BEGIN MATERIAL SHOWN

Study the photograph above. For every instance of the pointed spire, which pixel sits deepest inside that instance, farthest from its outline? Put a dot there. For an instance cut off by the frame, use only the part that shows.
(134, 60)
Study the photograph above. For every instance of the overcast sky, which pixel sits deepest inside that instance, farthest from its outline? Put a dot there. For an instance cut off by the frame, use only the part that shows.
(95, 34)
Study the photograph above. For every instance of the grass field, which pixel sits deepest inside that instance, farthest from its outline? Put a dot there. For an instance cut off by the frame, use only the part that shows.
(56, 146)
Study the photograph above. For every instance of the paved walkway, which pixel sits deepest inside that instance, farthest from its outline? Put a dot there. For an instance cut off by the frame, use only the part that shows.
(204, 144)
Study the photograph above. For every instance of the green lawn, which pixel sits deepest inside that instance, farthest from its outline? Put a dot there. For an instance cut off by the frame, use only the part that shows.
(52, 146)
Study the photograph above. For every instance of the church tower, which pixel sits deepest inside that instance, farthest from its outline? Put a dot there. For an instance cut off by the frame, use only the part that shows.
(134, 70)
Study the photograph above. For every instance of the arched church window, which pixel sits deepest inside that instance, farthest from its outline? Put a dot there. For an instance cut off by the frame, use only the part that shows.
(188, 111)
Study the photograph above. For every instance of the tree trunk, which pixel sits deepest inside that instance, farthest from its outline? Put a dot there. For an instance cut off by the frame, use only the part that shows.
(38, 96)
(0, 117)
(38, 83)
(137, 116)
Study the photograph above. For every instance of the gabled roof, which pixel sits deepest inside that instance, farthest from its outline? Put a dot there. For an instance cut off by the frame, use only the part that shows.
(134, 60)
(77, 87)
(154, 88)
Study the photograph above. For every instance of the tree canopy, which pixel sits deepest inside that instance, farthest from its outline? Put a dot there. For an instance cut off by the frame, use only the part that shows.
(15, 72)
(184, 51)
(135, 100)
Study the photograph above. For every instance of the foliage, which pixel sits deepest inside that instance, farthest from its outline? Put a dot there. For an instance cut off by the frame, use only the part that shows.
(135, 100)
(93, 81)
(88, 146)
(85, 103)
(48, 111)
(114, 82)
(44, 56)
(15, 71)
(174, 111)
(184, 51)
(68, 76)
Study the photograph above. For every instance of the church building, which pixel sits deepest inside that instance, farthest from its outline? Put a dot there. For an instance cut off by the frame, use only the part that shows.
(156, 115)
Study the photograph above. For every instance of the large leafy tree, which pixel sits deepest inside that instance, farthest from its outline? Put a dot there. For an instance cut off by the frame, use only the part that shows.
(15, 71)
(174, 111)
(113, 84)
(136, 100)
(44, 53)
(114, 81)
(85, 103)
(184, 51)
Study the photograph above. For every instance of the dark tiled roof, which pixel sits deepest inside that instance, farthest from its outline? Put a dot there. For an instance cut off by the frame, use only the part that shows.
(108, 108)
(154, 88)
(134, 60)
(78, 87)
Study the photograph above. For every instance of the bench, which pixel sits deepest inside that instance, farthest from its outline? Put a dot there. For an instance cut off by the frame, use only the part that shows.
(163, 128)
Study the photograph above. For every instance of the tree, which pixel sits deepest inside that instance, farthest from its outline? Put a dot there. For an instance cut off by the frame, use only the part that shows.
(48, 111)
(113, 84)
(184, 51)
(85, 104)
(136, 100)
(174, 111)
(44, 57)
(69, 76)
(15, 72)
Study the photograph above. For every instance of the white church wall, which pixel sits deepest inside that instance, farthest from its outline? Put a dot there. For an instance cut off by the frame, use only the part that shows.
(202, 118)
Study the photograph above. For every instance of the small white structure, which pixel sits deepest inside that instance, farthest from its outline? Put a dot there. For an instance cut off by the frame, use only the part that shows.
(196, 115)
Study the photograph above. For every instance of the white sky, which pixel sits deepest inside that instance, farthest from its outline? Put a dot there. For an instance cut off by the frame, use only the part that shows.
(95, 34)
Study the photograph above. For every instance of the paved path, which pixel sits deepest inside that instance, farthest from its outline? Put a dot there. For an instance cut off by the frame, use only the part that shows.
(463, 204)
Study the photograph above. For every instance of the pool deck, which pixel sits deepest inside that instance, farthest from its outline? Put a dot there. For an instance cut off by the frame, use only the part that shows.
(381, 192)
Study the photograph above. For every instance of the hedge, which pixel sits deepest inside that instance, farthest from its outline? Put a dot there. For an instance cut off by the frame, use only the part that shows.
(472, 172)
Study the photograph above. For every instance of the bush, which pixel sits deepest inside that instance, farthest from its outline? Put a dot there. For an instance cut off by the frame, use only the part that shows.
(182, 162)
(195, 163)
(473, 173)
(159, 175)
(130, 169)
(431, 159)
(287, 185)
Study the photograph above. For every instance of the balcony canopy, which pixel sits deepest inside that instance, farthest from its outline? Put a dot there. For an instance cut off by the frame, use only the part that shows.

END MATERIAL SHOWN

# [TASK PROMPT]
The listing above needs to be retyped. Reproduce every line exactly.

# [RESPONSE BOX]
Study the photograph above. For every instance of the pointed spire, which pixel sits deepest inside that instance, farthest from its outline? Put a dot there. For an instance cut off by the frame, use only the part that shows.
(134, 60)
Study the photograph above. For every instance of the overcast sky, which pixel sits deepest inside that instance, farthest from its outline? Put a dot there. For an instance cut off by the frame, use only the part that shows.
(95, 34)
Study the photograph above. For every instance of the grass field, which pixel sits deepest inside that instance, farthest from its outline? Put a dot there. For an instance cut off by the frame, use only the part that shows.
(56, 146)
Study the photograph above. For every instance of the paved walkway, which pixel sits deepest inside that instance, farthest from its outline? Put a dot there. For an instance cut off by the frame, use only the part that shows.
(204, 144)
Study the photograph above. For every instance of the green lawn, which pixel sits deepest inside that instance, farthest from its outline? Put a dot there. For an instance cut off by the frame, use only the part that shows.
(52, 146)
Study the photograph above. For every instance of the church tower, which pixel sits deepest inside that instance, farthest from its outline? Put a dot there. For an instance cut off by the frame, use only the part that shows.
(134, 70)
Study the photograph above. For every instance of the arched church window, which pixel sits deepest inside that instance, farthest from its outline? Put a dot there. For an instance cut off by the frame, use only the part that shows.
(188, 111)
Study the photograph above. For every instance of the tree trunk, which pixel sits deepest inside that instance, farthest from its outline? Put a dot there. For an instance cut off by the frame, use only the part that shows.
(38, 96)
(0, 117)
(38, 83)
(137, 116)
Study the photograph above. For every instance of the gabled roof, which pixel sits deepest inside that instance, farthest from its outline? Put a dot there. For an instance cut off by the frame, use only the part that shows.
(134, 60)
(77, 87)
(154, 88)
Study the photograph above. For every instance of the tree canopy, which pixel sits deepest inside that instance, farthest from its outline? Put a dot there. For an instance cut off by the frame, use only the part that shows.
(15, 72)
(184, 51)
(135, 100)
Study the photograph above. For every instance of the foliage, which pixel sits deepest inside that instance, farthest from its outline? Put a dot there. For an instance cut off by the frame, use only the part that shows.
(135, 100)
(93, 81)
(88, 146)
(85, 103)
(48, 111)
(114, 82)
(44, 56)
(15, 71)
(174, 111)
(184, 51)
(68, 76)
Study the photograph above. For every instance of the church building, which pixel sits deepest inside that instance, farthest from its outline? Put a dot there. For an instance cut off by the frame, use only the part that shows.
(156, 115)
Study the photograph above. For every instance of the large leafy tree, which pixel sits deepest inside that instance, farthest from its outline? Put a dot there. For an instance cut off by the frame, use only the part that shows.
(15, 71)
(174, 111)
(113, 84)
(136, 100)
(44, 53)
(114, 81)
(85, 103)
(184, 51)
Study the photograph above. For every instance of the dark tiled roof, which pixel sits deepest inside that instance, farthest from its outline? Put a dot there. For an instance cut off by the frame, use only the part that shows.
(108, 108)
(154, 88)
(134, 60)
(78, 87)
Study the photograph above. For every instance of the bench, which pixel sits deepest inside that instance, farthest from its outline? Put a dot there. For an instance cut off by the frame, use only the part that shows.
(163, 128)
Study the photograph above. For every instance of the tree, which pixel sits deepest inside that instance, farthest from its outline? Put a dot there. For an instance cut off by the frame, use only the part that shows.
(48, 111)
(113, 84)
(184, 51)
(85, 104)
(136, 100)
(174, 111)
(44, 57)
(69, 76)
(15, 72)
Study the photograph above. For every instance of the white church wall, which pixel sits deepest inside that instance, farthest from its outline? Put a dot there. For an instance cut off by the frame, use only the part that shows.
(202, 118)
Study the photograph above. For every instance of the small white structure, which pixel sits deepest inside that instance, farthest from its outline? Put a dot there. For an instance cut off by the frame, use only the part that shows.
(196, 115)
Study the photograph above. For every instance of the white sky, which pixel sits deepest inside that instance, farthest from its outline? Put a dot there. For an instance cut off by the frame, use only the part that shows.
(95, 34)
Study the photograph above. For every instance of the paved path, which pixel sits deepest inside that instance, farthest from its outline? Put a dot there. For an instance cut off by the frame, use only the part that shows.
(463, 204)
Study the photograph above. For every instance of the pool deck, which pixel sits deepest inside that instance, farthest from its outline? Put a dot there. For an instance cut off by the frame, use only the part that shows.
(381, 192)
Study the photograph above. For every instance of the hedge, which pixel sits deepest inside that instance, farthest from its outline? Put a dot there. For an instance cut off by the frame, use only the part that shows.
(472, 172)
Study the photograph above. For every instance of the bush, which pixel sits deepest inside that instance, farthest from its outline? Put a dot there. For an instance cut off by the frame, use only the part that shows.
(182, 162)
(195, 163)
(473, 173)
(159, 175)
(130, 169)
(431, 159)
(287, 185)
Study the photograph above. For every instance of the balcony canopy, which pixel sits deepest inside that instance, farthest from its outline? Put a dot there. For an instance cut off by the frame, use only the part that shows.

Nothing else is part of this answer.